## Written problem
Repeat every one of the records below verbatim, omitting the images from your output.

## BEGIN Information provided

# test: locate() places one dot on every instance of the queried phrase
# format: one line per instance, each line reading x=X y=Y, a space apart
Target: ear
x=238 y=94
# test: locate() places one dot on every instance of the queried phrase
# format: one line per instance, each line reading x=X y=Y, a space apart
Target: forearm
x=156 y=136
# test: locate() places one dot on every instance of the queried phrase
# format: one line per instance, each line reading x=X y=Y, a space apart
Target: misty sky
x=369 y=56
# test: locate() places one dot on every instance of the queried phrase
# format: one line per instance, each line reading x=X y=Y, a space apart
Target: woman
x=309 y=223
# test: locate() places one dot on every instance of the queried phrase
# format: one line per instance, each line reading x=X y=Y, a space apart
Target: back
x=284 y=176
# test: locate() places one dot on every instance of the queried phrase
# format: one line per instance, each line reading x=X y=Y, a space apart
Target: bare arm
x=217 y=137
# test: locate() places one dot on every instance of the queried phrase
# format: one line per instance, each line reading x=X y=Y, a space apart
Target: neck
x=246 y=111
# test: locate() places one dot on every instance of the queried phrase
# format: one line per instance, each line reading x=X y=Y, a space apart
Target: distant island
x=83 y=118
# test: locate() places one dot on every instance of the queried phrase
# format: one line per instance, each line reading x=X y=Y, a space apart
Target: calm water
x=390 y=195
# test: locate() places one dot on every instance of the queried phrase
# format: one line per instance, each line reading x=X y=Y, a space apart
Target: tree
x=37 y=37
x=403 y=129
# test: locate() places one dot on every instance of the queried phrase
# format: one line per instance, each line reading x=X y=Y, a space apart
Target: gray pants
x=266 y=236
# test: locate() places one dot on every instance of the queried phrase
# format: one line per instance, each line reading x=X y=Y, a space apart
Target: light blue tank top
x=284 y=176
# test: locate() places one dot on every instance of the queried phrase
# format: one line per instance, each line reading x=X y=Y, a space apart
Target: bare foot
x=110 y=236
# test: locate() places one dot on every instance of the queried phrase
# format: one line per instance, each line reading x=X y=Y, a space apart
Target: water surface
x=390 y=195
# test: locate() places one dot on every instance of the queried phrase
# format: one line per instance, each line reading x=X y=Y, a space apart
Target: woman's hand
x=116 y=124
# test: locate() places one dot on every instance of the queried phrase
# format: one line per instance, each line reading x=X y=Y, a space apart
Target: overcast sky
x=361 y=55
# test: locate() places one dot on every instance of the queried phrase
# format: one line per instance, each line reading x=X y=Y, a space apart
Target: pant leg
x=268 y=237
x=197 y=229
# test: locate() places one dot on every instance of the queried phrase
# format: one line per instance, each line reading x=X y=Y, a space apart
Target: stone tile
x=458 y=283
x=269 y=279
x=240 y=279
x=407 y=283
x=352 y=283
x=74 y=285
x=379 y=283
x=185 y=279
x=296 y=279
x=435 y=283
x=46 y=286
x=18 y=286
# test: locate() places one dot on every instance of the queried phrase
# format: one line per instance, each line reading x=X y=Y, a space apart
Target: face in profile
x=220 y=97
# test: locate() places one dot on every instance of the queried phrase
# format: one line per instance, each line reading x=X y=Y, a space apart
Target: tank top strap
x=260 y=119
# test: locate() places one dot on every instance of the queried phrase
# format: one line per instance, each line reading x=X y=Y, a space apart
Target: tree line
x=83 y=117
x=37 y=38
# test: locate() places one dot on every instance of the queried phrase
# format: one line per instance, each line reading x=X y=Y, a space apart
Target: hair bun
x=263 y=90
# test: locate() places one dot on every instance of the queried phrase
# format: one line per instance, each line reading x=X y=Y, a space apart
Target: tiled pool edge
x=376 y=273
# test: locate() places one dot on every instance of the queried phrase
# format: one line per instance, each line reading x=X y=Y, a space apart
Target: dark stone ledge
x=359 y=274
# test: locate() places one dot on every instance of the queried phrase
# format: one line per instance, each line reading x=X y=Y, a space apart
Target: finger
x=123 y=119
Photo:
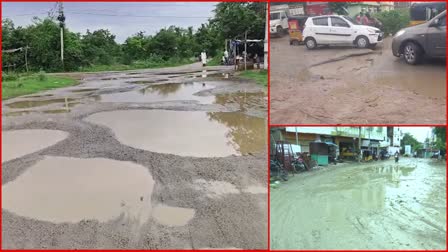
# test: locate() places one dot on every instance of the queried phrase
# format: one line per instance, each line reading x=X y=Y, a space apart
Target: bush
x=10 y=77
x=393 y=20
x=42 y=76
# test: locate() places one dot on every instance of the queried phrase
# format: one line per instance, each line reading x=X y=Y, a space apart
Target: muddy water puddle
x=162 y=92
x=186 y=133
x=172 y=216
x=62 y=189
x=17 y=143
x=39 y=103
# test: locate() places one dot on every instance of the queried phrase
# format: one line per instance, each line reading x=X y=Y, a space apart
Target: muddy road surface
x=170 y=158
x=350 y=85
x=380 y=205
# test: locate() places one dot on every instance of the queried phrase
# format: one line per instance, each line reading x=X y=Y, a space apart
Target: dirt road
x=379 y=205
x=149 y=159
x=348 y=85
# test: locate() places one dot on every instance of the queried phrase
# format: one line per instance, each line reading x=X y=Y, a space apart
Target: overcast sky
x=118 y=17
x=420 y=133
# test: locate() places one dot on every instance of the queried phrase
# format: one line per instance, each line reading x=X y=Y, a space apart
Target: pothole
x=62 y=189
x=17 y=143
x=162 y=92
x=186 y=133
x=172 y=216
x=37 y=103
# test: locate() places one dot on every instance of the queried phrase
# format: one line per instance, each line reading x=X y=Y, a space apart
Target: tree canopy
x=231 y=20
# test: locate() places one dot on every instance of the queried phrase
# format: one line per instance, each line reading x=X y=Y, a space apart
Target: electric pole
x=61 y=19
x=265 y=63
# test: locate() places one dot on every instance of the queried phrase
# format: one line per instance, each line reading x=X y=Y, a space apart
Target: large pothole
x=62 y=189
x=186 y=133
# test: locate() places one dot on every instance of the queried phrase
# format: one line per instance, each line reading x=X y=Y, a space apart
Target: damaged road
x=378 y=205
x=111 y=163
x=350 y=85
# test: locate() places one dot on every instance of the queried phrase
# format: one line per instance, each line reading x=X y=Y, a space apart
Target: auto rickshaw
x=296 y=25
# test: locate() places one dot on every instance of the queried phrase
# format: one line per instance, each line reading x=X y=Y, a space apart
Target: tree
x=409 y=139
x=440 y=133
x=339 y=8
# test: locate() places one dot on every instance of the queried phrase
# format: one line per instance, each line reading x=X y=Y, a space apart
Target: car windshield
x=351 y=20
x=275 y=16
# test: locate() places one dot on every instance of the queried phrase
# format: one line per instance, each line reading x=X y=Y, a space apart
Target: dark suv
x=427 y=39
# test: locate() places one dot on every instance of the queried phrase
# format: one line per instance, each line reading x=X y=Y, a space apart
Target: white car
x=339 y=30
x=278 y=22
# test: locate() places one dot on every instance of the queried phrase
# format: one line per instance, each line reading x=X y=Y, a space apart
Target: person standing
x=204 y=58
x=226 y=57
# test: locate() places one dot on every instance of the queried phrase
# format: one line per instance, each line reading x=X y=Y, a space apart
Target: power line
x=129 y=15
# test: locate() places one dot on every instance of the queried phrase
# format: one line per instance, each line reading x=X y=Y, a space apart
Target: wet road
x=350 y=85
x=379 y=205
x=137 y=160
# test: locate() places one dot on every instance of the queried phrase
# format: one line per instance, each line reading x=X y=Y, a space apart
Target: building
x=348 y=139
x=355 y=8
x=402 y=5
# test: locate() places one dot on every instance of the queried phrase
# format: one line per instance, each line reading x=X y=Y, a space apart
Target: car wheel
x=279 y=30
x=362 y=42
x=310 y=43
x=412 y=53
x=295 y=43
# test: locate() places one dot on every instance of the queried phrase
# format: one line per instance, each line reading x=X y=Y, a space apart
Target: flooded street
x=377 y=205
x=145 y=159
x=350 y=85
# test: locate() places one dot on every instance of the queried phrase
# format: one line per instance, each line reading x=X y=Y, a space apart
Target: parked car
x=416 y=42
x=278 y=22
x=339 y=30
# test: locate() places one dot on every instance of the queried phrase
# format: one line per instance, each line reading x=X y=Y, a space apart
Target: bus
x=424 y=11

## END Information provided

## Solution
# test: locate() places one dot on every instance of the queried phrase
# format: one line per instance, each line reading x=X y=Y, a space apart
Target: ear
x=238 y=94
# test: locate() places one dot on every instance of the queried phrase
# format: one line per instance, each line reading x=X y=Y, a space apart
Target: forearm
x=156 y=136
# test: locate() places one dot on every instance of the queried phrase
# format: one line per instance, each line reading x=X y=Y, a space apart
Target: misty sky
x=369 y=56
# test: locate() places one dot on every instance of the queried phrase
# format: one line per instance, each line reading x=X y=Y, a space apart
Target: woman
x=309 y=223
# test: locate() places one dot on every instance of the queried phrase
# format: one line per instance, each line reading x=X y=Y, a space apart
Target: back
x=284 y=176
# test: locate() places one dot on every instance of the queried phrase
# format: one line per instance, each line reading x=X y=Y, a space apart
Target: bare arm
x=217 y=137
# test: locate() places one dot on every instance of the queried phrase
# format: one line per instance, each line reading x=X y=Y, a space apart
Target: neck
x=246 y=111
# test: locate() places one dot on every instance of the queried phrase
# format: one line per instance, each line reading x=X y=Y, a space apart
Target: distant island
x=83 y=118
# test: locate() places one dot on every instance of the queried phrase
# format: one line per instance, each line reading x=X y=Y, a space apart
Target: calm water
x=390 y=195
# test: locate() places one dot on every instance of the queried phrase
# format: one line per instance, each line reading x=X y=Y, a space apart
Target: tree
x=37 y=37
x=403 y=129
# test: locate() places one dot on every instance of the queried phrase
# format: one line per instance, each line reading x=X y=Y, a space apart
Target: gray pants
x=266 y=236
# test: locate() places one dot on every instance of the queried phrase
# format: one line per instance, each line reading x=X y=Y, a space apart
Target: light blue tank top
x=284 y=176
# test: locate() places one dot on every instance of the queried phrase
# format: one line per instance, each line reading x=X y=Y, a space apart
Target: bare foot
x=110 y=236
# test: locate() places one dot on every instance of the queried phrase
# format: one line per instance, each line reading x=X y=Y, a space apart
Target: water surface
x=390 y=195
# test: locate() places one dot on every instance of the queried phrase
# format: one line per instance, each line reading x=X y=Y, a space apart
Target: woman's hand
x=116 y=124
# test: locate() places one dot on every instance of the queried phrase
# format: one line per instance, each line reading x=X y=Y, a space apart
Target: overcast sky
x=361 y=55
# test: locate() places one dot on every instance of the queried phrase
# format: one line per instance, each line reading x=X y=Y, a space apart
Target: pant leg
x=268 y=237
x=197 y=229
# test: locate() places one dot on every instance of the queried phrase
# format: one line per instance, each line reading x=X y=Y, a space apart
Target: stone tile
x=458 y=283
x=269 y=279
x=240 y=279
x=407 y=283
x=352 y=283
x=74 y=285
x=379 y=283
x=185 y=279
x=296 y=279
x=435 y=283
x=46 y=286
x=18 y=286
# test: locate() places one dot on every instance of the queried phrase
# format: one line per instance, each line reading x=X y=Y, a space apart
Target: face in profile
x=220 y=97
# test: locate() places one dot on every instance of the queried phrase
# format: one line per instance, each line reading x=X y=Y, a space apart
Target: tank top strap
x=260 y=119
# test: locate() places one dot on every instance of the queried phrase
# format: one line per instance, each line reading x=X y=Y, a space apart
Target: tree line
x=83 y=117
x=37 y=38
# test: locate() places one dot on every instance of the queried phrase
# format: one line per instance, each line reading x=X y=Y, a space apart
Target: hair bun
x=263 y=90
# test: locate() places one dot on every instance of the queried phrase
# format: one line per instance, each line reading x=X y=Y, a space apart
Target: tiled pool edge
x=376 y=273
# test: locate() places one dot on every instance of the queried phrase
# format: one line per instance, each line reading x=X y=Y, a space apart
Target: dark stone ledge
x=359 y=274
# test: locate() places one dot on every instance of the queried phrase
# format: one line per instance, each line reading x=X y=Y, a space apart
Target: finger
x=123 y=119
Photo:
# test: locate() places one dot on every instance of the queried phrase
# format: one line per instance, each line reading x=X y=Y, a space apart
Target: bush
x=10 y=77
x=393 y=20
x=42 y=76
# test: locate() places one dot on every instance of the queried phrase
# format: one line per instance, each line reading x=X y=Y, a space apart
Target: muddy water puddle
x=162 y=92
x=186 y=133
x=172 y=216
x=62 y=189
x=17 y=143
x=39 y=103
# test: locate() places one dot on every instance of the queried phrase
# format: one line per instance, each line reading x=X y=Y, a space apart
Target: muddy road surface
x=170 y=158
x=350 y=85
x=380 y=205
# test: locate() places one dot on every instance of the queried phrase
# format: one line per instance, each line reading x=X y=Y, a space apart
Target: dirt road
x=379 y=205
x=149 y=159
x=348 y=85
# test: locate() places one dot on every instance of the queried phrase
# format: one line per instance, each line reading x=X y=Y, a space apart
Target: overcast sky
x=118 y=17
x=420 y=133
# test: locate() places one dot on every instance of the queried phrase
# format: one line per instance, each line reading x=X y=Y, a space apart
Target: pothole
x=62 y=189
x=17 y=143
x=162 y=92
x=186 y=133
x=172 y=216
x=37 y=103
# test: locate() places one dot on every instance of the queried phrase
# format: one line per instance, each line reading x=X y=Y, a space apart
Target: tree canopy
x=231 y=20
# test: locate() places one dot on every instance of the queried phrase
# format: one line per instance, each line reading x=X y=Y, a space apart
Target: electric pole
x=61 y=19
x=265 y=63
# test: locate() places one dot on every instance of the queried phrase
# format: one line per instance, each line reading x=X y=Y, a space apart
Target: large pothole
x=62 y=189
x=186 y=133
# test: locate() places one dot on every instance of the queried phrase
# format: one line per instance, each line reading x=X y=Y, a space apart
Target: damaged road
x=378 y=205
x=111 y=163
x=350 y=85
# test: locate() places one dot on every instance of the queried phrase
# format: one line per instance, each line reading x=X y=Y, a space apart
Target: auto rickshaw
x=296 y=25
# test: locate() places one dot on every instance of the queried phrase
# format: one line per instance, each line reading x=X y=Y, a space apart
Target: tree
x=409 y=139
x=440 y=133
x=339 y=8
# test: locate() places one dot on every instance of the queried phrase
# format: one line per instance, each line reading x=X y=Y, a space apart
Target: car windshield
x=351 y=20
x=275 y=16
# test: locate() places one dot on every instance of the queried phrase
# format: one line per instance, each line reading x=X y=Y, a space apart
Target: dark suv
x=427 y=39
# test: locate() places one dot on every instance of the queried phrase
# format: one line per instance, each line reading x=X y=Y, a space apart
Target: white car
x=339 y=30
x=278 y=22
# test: locate() places one dot on every instance of the queried phrase
# format: one line per instance, each line reading x=X y=Y, a space apart
Target: person standing
x=204 y=58
x=226 y=57
# test: locate() places one dot on every instance of the queried phrase
# format: one line per instance, each line reading x=X y=Y, a space apart
Target: power line
x=129 y=15
# test: locate() places one dot on every instance of the queried phrase
# format: one line per instance, each line reading x=X y=Y, a space apart
Target: wet road
x=350 y=85
x=379 y=205
x=137 y=160
# test: locate() places one dot on every instance of the queried phrase
# format: one line per instance, each line reading x=X y=Y, a space apart
Target: building
x=348 y=139
x=355 y=8
x=402 y=5
# test: locate() places one dot on every instance of the queried phrase
# format: one line per instance, each line reading x=X y=Y, a space apart
Target: car wheel
x=279 y=30
x=362 y=42
x=310 y=43
x=412 y=53
x=295 y=43
# test: locate() places one dot on every instance of the queried phrase
# format: one line per instance, each line reading x=X y=Y, a space apart
Target: flooded street
x=377 y=205
x=145 y=159
x=350 y=85
# test: locate() places one dot on every instance of the queried phrase
# format: one line per instance, each line reading x=X y=Y, a space apart
Target: parked car
x=416 y=42
x=278 y=22
x=339 y=30
# test: locate() places one dot on every instance of the queried phrase
# format: one line per instance, each line reading x=X y=Y, a space apart
Target: bus
x=424 y=11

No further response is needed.